Exercise aim - Search the material for the word "segment" and copy each line that holds it.

Data records -

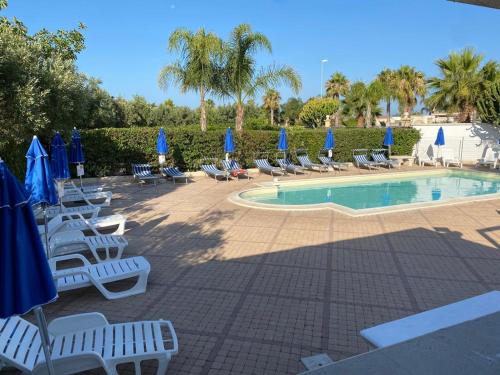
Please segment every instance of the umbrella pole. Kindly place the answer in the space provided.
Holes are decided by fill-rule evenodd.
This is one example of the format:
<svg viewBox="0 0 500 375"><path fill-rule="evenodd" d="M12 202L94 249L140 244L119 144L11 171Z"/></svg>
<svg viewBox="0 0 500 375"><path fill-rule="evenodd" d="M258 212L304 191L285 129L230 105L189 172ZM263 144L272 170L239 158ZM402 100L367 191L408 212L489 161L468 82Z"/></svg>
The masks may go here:
<svg viewBox="0 0 500 375"><path fill-rule="evenodd" d="M80 166L80 163L78 163L78 166ZM83 178L82 178L82 175L78 176L80 177L80 189L82 190L83 192Z"/></svg>
<svg viewBox="0 0 500 375"><path fill-rule="evenodd" d="M49 248L49 220L47 218L47 204L42 203L43 209L43 224L45 227L45 251L47 252L47 259L50 258L50 248Z"/></svg>
<svg viewBox="0 0 500 375"><path fill-rule="evenodd" d="M43 354L45 355L45 364L47 365L47 371L49 375L55 375L54 364L52 363L51 356L51 346L49 331L47 329L47 321L45 320L45 315L40 306L36 307L34 310L38 331L40 332L40 338L42 341Z"/></svg>

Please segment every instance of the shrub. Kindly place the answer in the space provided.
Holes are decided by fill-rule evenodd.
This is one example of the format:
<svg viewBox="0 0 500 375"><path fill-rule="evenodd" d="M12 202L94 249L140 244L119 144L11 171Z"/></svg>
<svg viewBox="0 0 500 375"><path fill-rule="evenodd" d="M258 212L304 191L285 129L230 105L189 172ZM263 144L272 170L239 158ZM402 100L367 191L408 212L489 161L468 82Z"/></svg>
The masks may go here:
<svg viewBox="0 0 500 375"><path fill-rule="evenodd" d="M340 103L332 98L314 98L309 100L300 111L300 121L306 126L320 128L324 125L326 116L333 115L339 109Z"/></svg>
<svg viewBox="0 0 500 375"><path fill-rule="evenodd" d="M82 131L87 163L87 176L105 176L129 174L130 164L149 162L157 165L156 137L158 127L141 128L108 128ZM395 145L393 154L411 154L412 148L420 138L416 129L394 128ZM333 152L335 160L351 161L354 148L380 148L385 129L350 129L334 130L336 147ZM198 170L200 161L207 157L224 157L223 127L201 132L197 127L167 128L167 139L170 146L166 157L167 163L174 164L182 170ZM323 147L326 130L288 128L288 144L290 150L305 148L312 159L315 159ZM233 132L236 144L234 157L244 167L253 167L256 156L269 157L272 161L277 152L278 130L244 130L241 134Z"/></svg>

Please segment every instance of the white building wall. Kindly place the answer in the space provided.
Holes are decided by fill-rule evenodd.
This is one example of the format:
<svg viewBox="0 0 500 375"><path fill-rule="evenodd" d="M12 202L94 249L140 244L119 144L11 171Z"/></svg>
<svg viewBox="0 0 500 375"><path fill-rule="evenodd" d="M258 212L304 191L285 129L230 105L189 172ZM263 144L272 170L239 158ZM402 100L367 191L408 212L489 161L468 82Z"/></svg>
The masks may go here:
<svg viewBox="0 0 500 375"><path fill-rule="evenodd" d="M439 149L434 146L439 127L443 127L445 146L453 150L456 157L465 163L476 162L484 156L488 146L500 148L500 128L489 124L418 124L413 125L422 134L414 147L414 155L427 154L439 157Z"/></svg>

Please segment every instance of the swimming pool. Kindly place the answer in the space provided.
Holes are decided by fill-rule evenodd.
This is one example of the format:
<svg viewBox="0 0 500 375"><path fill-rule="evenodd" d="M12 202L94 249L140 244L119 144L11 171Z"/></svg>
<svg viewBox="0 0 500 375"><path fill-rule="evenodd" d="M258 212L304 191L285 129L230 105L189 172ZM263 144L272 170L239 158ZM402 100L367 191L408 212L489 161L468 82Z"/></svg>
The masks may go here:
<svg viewBox="0 0 500 375"><path fill-rule="evenodd" d="M231 200L259 208L334 208L356 215L495 198L499 192L500 174L436 170L279 181Z"/></svg>

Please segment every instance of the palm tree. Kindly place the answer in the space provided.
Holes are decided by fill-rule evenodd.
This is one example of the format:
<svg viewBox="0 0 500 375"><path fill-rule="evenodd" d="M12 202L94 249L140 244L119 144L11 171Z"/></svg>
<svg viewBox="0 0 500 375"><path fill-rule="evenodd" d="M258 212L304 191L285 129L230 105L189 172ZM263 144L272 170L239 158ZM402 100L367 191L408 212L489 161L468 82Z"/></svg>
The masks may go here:
<svg viewBox="0 0 500 375"><path fill-rule="evenodd" d="M351 85L345 97L345 105L351 115L356 118L358 127L372 125L373 115L379 113L377 105L382 95L383 89L377 80L368 85L361 81Z"/></svg>
<svg viewBox="0 0 500 375"><path fill-rule="evenodd" d="M158 79L161 88L166 90L173 81L180 85L181 91L198 91L200 95L200 126L207 130L207 113L205 96L215 87L214 77L217 70L217 60L223 52L220 38L207 33L203 28L195 34L186 29L175 30L168 40L168 49L177 52L180 58L177 62L165 66Z"/></svg>
<svg viewBox="0 0 500 375"><path fill-rule="evenodd" d="M274 111L280 108L280 100L280 93L273 89L267 90L262 98L263 107L271 112L271 125L274 125Z"/></svg>
<svg viewBox="0 0 500 375"><path fill-rule="evenodd" d="M350 82L345 75L340 72L335 72L332 74L330 79L326 81L326 95L333 99L340 99L340 96L345 96L349 91ZM340 123L340 106L337 112L335 112L335 126L339 126Z"/></svg>
<svg viewBox="0 0 500 375"><path fill-rule="evenodd" d="M470 122L488 82L499 77L498 64L490 61L480 68L482 60L483 56L470 48L437 60L441 77L429 79L432 95L427 105L447 112L458 111L460 122Z"/></svg>
<svg viewBox="0 0 500 375"><path fill-rule="evenodd" d="M424 97L427 92L424 73L412 66L403 65L395 71L395 79L395 94L400 111L411 115L418 97Z"/></svg>
<svg viewBox="0 0 500 375"><path fill-rule="evenodd" d="M382 70L378 76L377 80L382 85L383 98L386 105L387 113L387 124L391 124L391 100L397 99L396 88L397 88L397 76L396 72L392 69Z"/></svg>
<svg viewBox="0 0 500 375"><path fill-rule="evenodd" d="M225 64L221 94L236 102L236 130L243 130L245 100L279 84L288 84L298 92L301 81L298 74L286 65L269 66L257 72L255 54L260 50L272 52L271 42L264 34L253 32L248 24L236 26L225 47Z"/></svg>

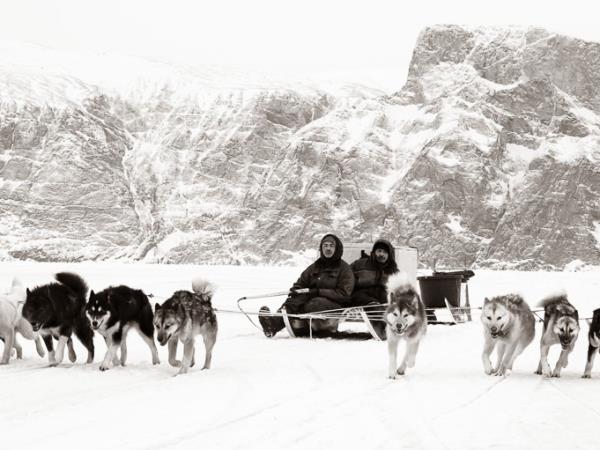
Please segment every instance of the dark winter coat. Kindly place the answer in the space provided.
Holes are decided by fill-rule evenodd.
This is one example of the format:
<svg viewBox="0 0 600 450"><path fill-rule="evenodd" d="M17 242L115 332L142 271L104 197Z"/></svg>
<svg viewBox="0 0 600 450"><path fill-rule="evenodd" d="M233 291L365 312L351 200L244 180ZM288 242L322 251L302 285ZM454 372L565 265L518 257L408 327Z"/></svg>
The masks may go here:
<svg viewBox="0 0 600 450"><path fill-rule="evenodd" d="M335 240L335 253L325 258L322 253L323 240L331 236ZM348 303L354 288L354 274L348 263L342 259L344 246L332 234L323 237L319 244L321 257L308 266L294 283L292 289L310 289L309 297L324 297L338 304Z"/></svg>
<svg viewBox="0 0 600 450"><path fill-rule="evenodd" d="M387 250L389 255L385 264L380 264L375 258L375 250L382 247ZM390 275L398 272L394 246L390 242L385 239L377 240L373 244L371 255L357 259L350 267L355 277L353 298L371 297L373 301L379 303L387 301L387 280Z"/></svg>

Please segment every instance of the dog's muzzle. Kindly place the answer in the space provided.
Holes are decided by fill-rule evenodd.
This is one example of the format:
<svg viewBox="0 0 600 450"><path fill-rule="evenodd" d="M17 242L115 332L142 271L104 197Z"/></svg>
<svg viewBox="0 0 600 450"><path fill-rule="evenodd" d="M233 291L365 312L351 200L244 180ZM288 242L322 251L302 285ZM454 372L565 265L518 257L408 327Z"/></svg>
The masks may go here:
<svg viewBox="0 0 600 450"><path fill-rule="evenodd" d="M31 328L33 329L33 331L35 331L37 333L38 331L40 331L40 328L42 328L42 324L41 323L32 323Z"/></svg>
<svg viewBox="0 0 600 450"><path fill-rule="evenodd" d="M94 330L97 330L97 329L98 329L98 321L97 321L97 320L92 320L92 328L93 328Z"/></svg>
<svg viewBox="0 0 600 450"><path fill-rule="evenodd" d="M169 342L169 338L170 336L167 336L166 334L159 334L156 339L160 345L165 346L166 343Z"/></svg>
<svg viewBox="0 0 600 450"><path fill-rule="evenodd" d="M406 331L406 329L408 328L405 325L402 325L401 323L396 323L394 325L389 324L390 328L392 329L392 331L394 332L395 335L397 336L402 336L404 334L404 332Z"/></svg>
<svg viewBox="0 0 600 450"><path fill-rule="evenodd" d="M560 346L562 347L563 350L566 350L571 345L571 342L573 341L571 336L567 336L567 337L560 336L559 340L560 340Z"/></svg>
<svg viewBox="0 0 600 450"><path fill-rule="evenodd" d="M502 332L502 330L499 330L498 327L490 328L490 334L492 335L492 339L504 337L504 333Z"/></svg>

Answer to the problem -
Please segment every instance of the umbrella pole. Kindly place the answer in the space provided.
Please segment every instance of the shrub. Kindly place the answer in the space provided.
Please segment every instance of the white building wall. Kindly place the answer in the space provided.
Please segment every instance of the swimming pool. Kindly place the answer in the space provided.
Please segment every instance of the palm tree. Kindly place the answer in the space provided.
Please segment every instance of the dark winter coat. Kindly place the answer in the space provided.
Please segment every instance of the dog's muzzle. Kindly place the answer in the space provided.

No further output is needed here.